▸ Prompt
Rewrite every one of the records below, keeping each request unchanged, and add 20 to each number in the pixel coordinates given as answers.

▸ Information supplied

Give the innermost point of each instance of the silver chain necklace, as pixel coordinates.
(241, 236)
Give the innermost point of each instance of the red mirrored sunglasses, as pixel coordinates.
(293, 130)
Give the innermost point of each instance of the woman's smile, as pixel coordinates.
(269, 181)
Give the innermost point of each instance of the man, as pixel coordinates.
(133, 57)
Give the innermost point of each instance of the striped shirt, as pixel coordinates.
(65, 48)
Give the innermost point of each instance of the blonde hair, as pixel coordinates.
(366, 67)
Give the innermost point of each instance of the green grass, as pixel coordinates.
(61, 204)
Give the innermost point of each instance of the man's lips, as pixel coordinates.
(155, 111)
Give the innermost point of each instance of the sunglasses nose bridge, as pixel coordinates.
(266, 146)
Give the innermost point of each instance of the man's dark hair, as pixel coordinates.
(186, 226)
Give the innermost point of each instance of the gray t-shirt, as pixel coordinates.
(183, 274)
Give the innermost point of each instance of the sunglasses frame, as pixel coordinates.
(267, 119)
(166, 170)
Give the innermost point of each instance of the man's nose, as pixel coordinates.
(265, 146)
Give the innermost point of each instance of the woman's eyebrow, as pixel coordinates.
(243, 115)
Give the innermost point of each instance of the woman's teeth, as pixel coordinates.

▸ Exercise solution
Give the innermost point of each instance of the silver chain necklace, as pixel coordinates.
(261, 256)
Give the innermost point of each instance of the red mirrored sunglasses, as pixel coordinates.
(313, 150)
Give the innermost point of each instance of the woman's smile, as pixel coordinates.
(289, 201)
Give the innermost point of each instance of the man, as pixel coordinates.
(153, 77)
Give the innermost point of each instance of the striped shirt, as pixel coordinates.
(85, 68)
Give the innermost point of each instance of the blonde hair, as pixel coordinates.
(386, 87)
Give the innermost point of each instance of the green grass, as pixel coordinates.
(81, 224)
Give the innermost point of each instance of the man's lips, as pixel coordinates.
(175, 131)
Give the innermost point of each instance of the sunglasses nose bridge, as pixel coordinates.
(286, 166)
Give the innermost point of each instance of the man's dark hair, as pixel coordinates.
(206, 246)
Give the innermost point of each instance of the gray t-shirt, as pixel coordinates.
(203, 294)
Give the innermost point of each instance of the sunglasses frame, as pixel coordinates.
(287, 139)
(186, 190)
Give the innermost point of each instance of the man's nose, as pixel coordinates.
(285, 166)
Give the innermost point of each instance of the woman's eyebrow, as pixel coordinates.
(263, 135)
Give the innermost point of each instance of the woman's teeth, as pixel coordinates.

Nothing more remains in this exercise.